#### 节选原文 ####

第二节 社会保险基金的私法性
社会保险基金以货币的形式存在,并内涵财产权。尽管社会保险基金因国家强制干预而体现出浓厚的公权化色彩,但从其形成的过程以及形成的法律关系来看,又呈现出私法上的属性。具体来说,主要表现为“准物权性”与“准债权性”两方面。
一、社会保险基金的准物权性
(一)物权变动与社会保险基金之形成
1.社会保险基金属于民法上之“物”
我国《物权法》并未明确对“物”进行直接定义,仅将物分为动产和不动产。在民法学界,通说认为,凡是存在于人身之外,能够满足人们一定的社会需要而又能为人所控制和支配的自然物及人类创造物,都能成为民法上的物。货币属于民法上之“物”且为特殊种类物。社会保险费在形式上表现为货币,投保人依法缴纳社会保险费交付转移货币的占有后,形成社会保险基金。社会保险基金来源于社会保险费,其本质上为货币。[46]无论是社会保险费还是形成后尚未进行投资运作的社会保险基金,[47]本质上均为货币,当然属于民法上“物”的范畴。
2.社会保险基金的形成是一种“物权变动”
物权变动,是指物权的设立、变更、转让和消灭。社会保险基金的来源是以货币作为存在形式,而货币是一种动产。在物权法上,物权的变动以动产的交付为必要条件。从社会保险费的缴纳到社会保险基金的形成,发生了货币的交付移转占有,物权的变动随之发生。[48]尽管货币是一种动产,但极具特殊性因而有别于其他动产。首先,货币是具有高度代替性的种类物。货币本身不具有个性,它所表现的价值是以其表面所示货币单位金额来计算的,等值之货币可以毫无障碍地互换。其次,货币是具有典型消费性的物。货币作为交换和流通的媒介,以时时易主为常态。货币以交换价值为使用价值,一经使用即归他人,原所有人不得再行使用。我国民法学界通说认为,货币的特殊性质决定了货币的所有权与占有须臾不可分离。“凡占有货币者,不分合法、非法,均取得货币所有权;凡丧失对货币的占有,不论是否自愿,均丧失货币所有权……对于货币,不适用《物权法》第34条关于原物返还请求权的规定、第245条关于占有回复请求权的规定;丧失货币所有权的人,只能根据合同关系、不当得利制度或侵权行为制度获得救济。此外,货币亦不发生善意取得问题。《物权法》对此虽无明文规定,亦应作同一解释。”[49]但货币“占有即所有”的原则并非无一例外。在一些特殊情况下,货币与占有可以同时成立;[50]对于某些特定账户的资金,并不适用“占有即所有”原则。如依照我国《信托法》及最高人民法院的司法解释,某些专用资金账户中的钱款,其所有权不属于占有该资金的银行等受托人,最为典型的就是信托资金账户中的钱款。[51]在信托法律关系中,所有权人将其所有的货币从实物性财产利益转化为价值性财产利益,并通过特定账户予以特定,从而否定货币所有权移转的法律关系。我们认为,社会保险基金是社会成员基于社会风险的分担和对社会保险待遇未来给付的需求,通过社会保险的形式,缴纳社会保险费并委托国家信托持有的结果。社会成员基于对国家公权力的信赖和社会契约,为了得到一种“保障”——即在出现社会风险及符合法定情形时可以获得相应的保险待遇,通过“缴纳”社会保险费这一行为,实现动产的交付,并由国家占有从而引起了物权的变动。

#### 提取条目 ####

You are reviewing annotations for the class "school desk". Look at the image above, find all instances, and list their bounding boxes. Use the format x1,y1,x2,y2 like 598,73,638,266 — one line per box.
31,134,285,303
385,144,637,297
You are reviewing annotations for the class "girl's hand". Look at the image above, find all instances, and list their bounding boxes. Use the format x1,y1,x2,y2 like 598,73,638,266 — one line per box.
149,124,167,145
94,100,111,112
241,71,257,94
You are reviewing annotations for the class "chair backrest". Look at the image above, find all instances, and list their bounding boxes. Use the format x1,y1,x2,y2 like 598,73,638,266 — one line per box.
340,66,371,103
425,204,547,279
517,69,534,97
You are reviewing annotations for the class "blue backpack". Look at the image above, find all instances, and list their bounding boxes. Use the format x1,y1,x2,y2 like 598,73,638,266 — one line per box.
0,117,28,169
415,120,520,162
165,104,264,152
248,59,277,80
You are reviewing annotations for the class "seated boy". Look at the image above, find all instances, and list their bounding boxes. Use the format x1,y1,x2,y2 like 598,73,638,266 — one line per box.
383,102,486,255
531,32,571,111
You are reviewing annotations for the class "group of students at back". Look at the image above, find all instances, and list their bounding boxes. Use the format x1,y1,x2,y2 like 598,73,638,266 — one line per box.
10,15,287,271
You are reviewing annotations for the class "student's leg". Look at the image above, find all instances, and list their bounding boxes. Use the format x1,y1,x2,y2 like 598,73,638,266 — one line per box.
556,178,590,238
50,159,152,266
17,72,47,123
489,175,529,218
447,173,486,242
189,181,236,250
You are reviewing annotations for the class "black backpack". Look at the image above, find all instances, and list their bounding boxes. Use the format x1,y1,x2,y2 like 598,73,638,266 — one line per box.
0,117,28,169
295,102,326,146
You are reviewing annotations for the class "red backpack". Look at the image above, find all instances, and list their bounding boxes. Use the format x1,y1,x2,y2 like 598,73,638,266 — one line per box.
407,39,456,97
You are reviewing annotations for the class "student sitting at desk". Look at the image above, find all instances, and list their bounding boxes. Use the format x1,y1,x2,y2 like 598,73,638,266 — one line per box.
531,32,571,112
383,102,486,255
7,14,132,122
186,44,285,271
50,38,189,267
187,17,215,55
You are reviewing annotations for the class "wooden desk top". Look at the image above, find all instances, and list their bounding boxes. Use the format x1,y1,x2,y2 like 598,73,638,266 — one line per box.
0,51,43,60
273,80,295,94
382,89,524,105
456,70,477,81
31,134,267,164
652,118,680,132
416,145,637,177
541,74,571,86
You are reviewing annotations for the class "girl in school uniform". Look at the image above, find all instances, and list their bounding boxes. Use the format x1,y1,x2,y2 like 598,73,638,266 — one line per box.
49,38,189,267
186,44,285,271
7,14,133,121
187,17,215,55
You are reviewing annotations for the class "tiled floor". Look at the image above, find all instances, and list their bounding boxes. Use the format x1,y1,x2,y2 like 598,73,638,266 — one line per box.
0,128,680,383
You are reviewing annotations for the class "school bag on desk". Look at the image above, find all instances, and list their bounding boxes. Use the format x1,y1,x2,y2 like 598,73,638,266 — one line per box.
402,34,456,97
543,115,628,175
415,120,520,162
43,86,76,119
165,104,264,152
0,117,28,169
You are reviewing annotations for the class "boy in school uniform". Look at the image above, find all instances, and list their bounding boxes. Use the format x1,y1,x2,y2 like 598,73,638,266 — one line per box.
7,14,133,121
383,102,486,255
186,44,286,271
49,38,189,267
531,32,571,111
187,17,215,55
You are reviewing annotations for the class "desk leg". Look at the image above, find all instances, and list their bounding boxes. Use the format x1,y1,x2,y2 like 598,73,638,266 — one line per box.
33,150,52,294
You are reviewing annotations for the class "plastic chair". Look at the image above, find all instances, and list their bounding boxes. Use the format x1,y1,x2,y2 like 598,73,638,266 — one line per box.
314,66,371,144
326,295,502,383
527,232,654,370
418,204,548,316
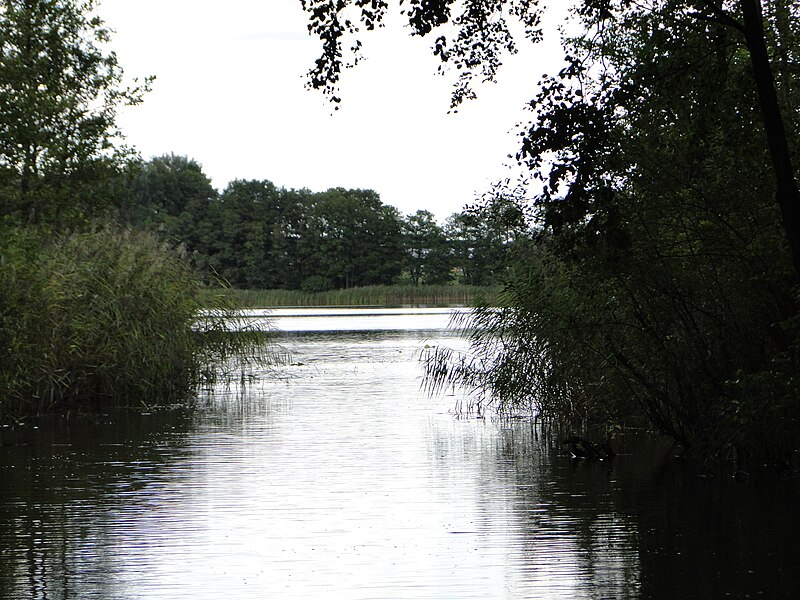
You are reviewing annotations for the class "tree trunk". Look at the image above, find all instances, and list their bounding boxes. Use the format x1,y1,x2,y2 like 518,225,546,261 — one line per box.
741,0,800,281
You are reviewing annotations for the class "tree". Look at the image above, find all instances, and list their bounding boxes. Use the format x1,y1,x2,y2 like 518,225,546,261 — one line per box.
302,0,800,458
301,0,800,279
306,188,402,288
117,154,217,233
403,210,453,285
0,0,150,225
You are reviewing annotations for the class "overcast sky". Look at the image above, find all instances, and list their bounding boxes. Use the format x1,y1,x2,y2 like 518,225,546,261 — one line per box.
99,0,560,220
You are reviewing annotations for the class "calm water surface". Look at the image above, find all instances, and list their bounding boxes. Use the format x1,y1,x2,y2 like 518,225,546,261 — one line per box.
0,310,800,599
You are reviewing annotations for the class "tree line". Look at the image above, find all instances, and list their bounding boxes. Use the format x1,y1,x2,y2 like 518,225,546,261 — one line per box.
304,0,800,466
115,154,524,292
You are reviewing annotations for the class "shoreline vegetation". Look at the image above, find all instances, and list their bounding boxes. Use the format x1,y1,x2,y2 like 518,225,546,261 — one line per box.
209,284,502,308
0,226,269,423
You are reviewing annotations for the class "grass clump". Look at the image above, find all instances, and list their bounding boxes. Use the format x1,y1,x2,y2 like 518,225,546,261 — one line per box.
0,227,268,419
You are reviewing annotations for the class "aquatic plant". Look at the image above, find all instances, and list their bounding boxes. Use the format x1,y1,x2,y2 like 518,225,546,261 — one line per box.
212,285,500,308
0,227,266,418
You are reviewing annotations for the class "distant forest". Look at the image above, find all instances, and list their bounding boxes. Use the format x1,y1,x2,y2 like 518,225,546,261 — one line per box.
116,155,525,292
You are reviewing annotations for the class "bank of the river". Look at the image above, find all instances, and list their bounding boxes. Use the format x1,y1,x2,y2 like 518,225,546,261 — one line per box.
209,285,501,308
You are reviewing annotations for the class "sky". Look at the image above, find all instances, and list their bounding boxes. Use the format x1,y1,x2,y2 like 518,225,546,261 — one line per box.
97,0,561,220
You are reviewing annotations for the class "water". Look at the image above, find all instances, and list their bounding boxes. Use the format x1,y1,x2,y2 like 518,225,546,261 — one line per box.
0,310,800,599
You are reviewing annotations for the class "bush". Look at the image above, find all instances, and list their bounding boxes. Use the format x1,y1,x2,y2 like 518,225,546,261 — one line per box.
0,227,262,418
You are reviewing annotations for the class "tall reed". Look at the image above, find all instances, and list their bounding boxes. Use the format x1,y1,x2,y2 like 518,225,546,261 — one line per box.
212,285,500,308
0,228,263,418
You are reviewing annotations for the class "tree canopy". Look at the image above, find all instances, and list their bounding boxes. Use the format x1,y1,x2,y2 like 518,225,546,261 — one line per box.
303,0,800,457
0,0,149,225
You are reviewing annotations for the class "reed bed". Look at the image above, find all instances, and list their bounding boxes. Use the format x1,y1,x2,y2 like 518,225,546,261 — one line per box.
212,285,500,308
0,228,265,420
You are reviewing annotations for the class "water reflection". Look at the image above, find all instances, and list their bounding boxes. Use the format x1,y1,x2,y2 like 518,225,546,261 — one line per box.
0,315,800,599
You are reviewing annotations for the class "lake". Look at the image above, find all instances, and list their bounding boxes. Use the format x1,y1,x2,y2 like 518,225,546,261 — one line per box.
0,309,800,600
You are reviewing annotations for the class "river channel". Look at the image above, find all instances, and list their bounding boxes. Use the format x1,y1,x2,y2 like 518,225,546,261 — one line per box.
0,309,800,600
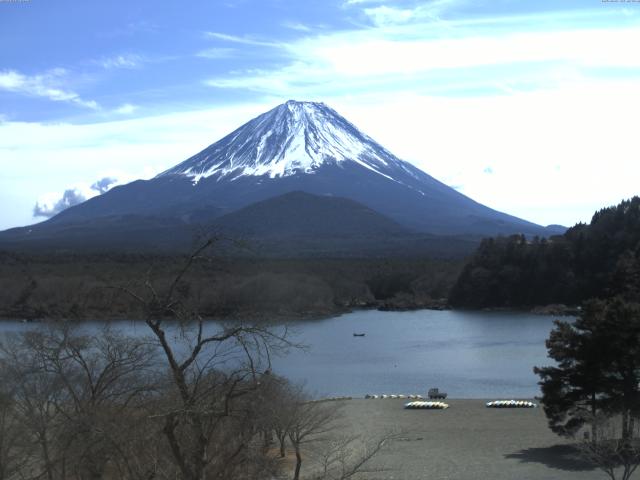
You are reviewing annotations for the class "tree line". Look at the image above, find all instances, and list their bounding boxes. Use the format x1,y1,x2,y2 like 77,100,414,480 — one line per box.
449,197,640,308
0,245,386,480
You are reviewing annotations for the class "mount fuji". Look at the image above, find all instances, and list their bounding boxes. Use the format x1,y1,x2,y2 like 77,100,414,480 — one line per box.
0,101,563,253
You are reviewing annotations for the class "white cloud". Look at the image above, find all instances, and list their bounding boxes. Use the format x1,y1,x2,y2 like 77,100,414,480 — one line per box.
204,32,284,48
206,25,640,97
0,68,99,110
33,177,121,218
0,101,276,230
364,5,418,25
95,53,144,70
114,103,139,115
281,22,312,32
196,47,235,60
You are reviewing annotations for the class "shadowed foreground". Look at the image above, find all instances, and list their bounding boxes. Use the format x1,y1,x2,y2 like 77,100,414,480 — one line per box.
332,400,606,480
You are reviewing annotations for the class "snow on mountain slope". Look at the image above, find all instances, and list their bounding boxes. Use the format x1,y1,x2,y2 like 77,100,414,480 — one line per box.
158,100,416,183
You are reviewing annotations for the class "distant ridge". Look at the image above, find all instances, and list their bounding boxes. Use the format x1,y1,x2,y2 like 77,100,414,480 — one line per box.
0,101,564,253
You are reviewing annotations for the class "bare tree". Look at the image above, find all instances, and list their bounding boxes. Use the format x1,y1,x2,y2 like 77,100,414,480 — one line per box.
314,433,396,480
121,240,288,480
286,394,340,480
2,325,159,480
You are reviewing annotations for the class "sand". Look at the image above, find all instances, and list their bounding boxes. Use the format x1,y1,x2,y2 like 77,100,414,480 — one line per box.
330,399,606,480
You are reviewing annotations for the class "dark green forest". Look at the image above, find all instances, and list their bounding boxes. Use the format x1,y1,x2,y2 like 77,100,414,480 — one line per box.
449,197,640,308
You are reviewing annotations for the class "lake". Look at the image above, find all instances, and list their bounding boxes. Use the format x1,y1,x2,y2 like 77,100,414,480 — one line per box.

####

任务要求: 请从社会保险基金私法性这篇论述的最后一句之后接着续写。

结果:
3.“物权变动”导致社会保险关系的成立
社会保险基金形成继而引起的物权变动不是根据民事合同,而是源于法律的强制性规定。而物权变动的结果也是法定的且不可逆转的。基于社会保险费缴纳的强制性,社会保险费一经缴纳,缴纳义务人无权要求退还,且如不依法按期并足额缴纳还将承担一定的法律后果。社会保险法律关系的产生,始自参保人缴纳社会保险费,交付货币给法律指定的“接受者”[52]。可见,社会保险法律关系的产生是基于物权变动即社会保险费的缴纳并进而形成社会保险基金。依法缴纳社会保险费,完成货币移转交付,形成社会保险基金,从而在法律规定的条件发生时享受社会保险待遇,是社会保险费的形式客体“货币”这一特种物进行物权变动所追求的法律上的效果。这种法律效果虽然不是纯粹意义物权法上的效果,但是却因为物权的变动导致了社会保险关系的产生。基于国家干预和国家政策指导下的法律的限制,这种“物权变动”在形成社会保险基金的同时,社会保险法律关系也因具备缴费完成这一要件而得以成立,从而社会保险的被保险人取得了依法享受社会保险待遇的权利,即保险待遇给付请求权。
可见,社会保险基金的形成与“物权的变动”有着密不可分的关系。一方面,社会保险基金的形成引起了物权的变动,是物权变动发生的原因。另一方面,这种物权的变动导致了社会保险关系的产生。社会保险关系的形成是物权变动的结果。
(二)公权介入对社会保险基金“物权性”的影响
国家公权力介入,是国家为了维护社会秩序和公共利益,通过公权强行改变私权主体权益结构并对私权进行渗透,从而实现社会的公平正义的手段。建立统一、公平的社会保险制度离不开国家公权力的干预和介入。我国《宪法》与《社会保险法》中都明确规定了国家在社会保障制度中的责任,凸显了国家在社会保险制度中的主体和主导地位。当然,政府主导并不意味着政府包办,也不意味着政府在社会保障领域中的各个环节中介入的程度都一样。我国社会保险的国家责任具体表现为政府通过公权力的介入,为社会保险提供制度供给、财政支持、监督管理等多方面的支持,保障社会保险事业的可持续发展。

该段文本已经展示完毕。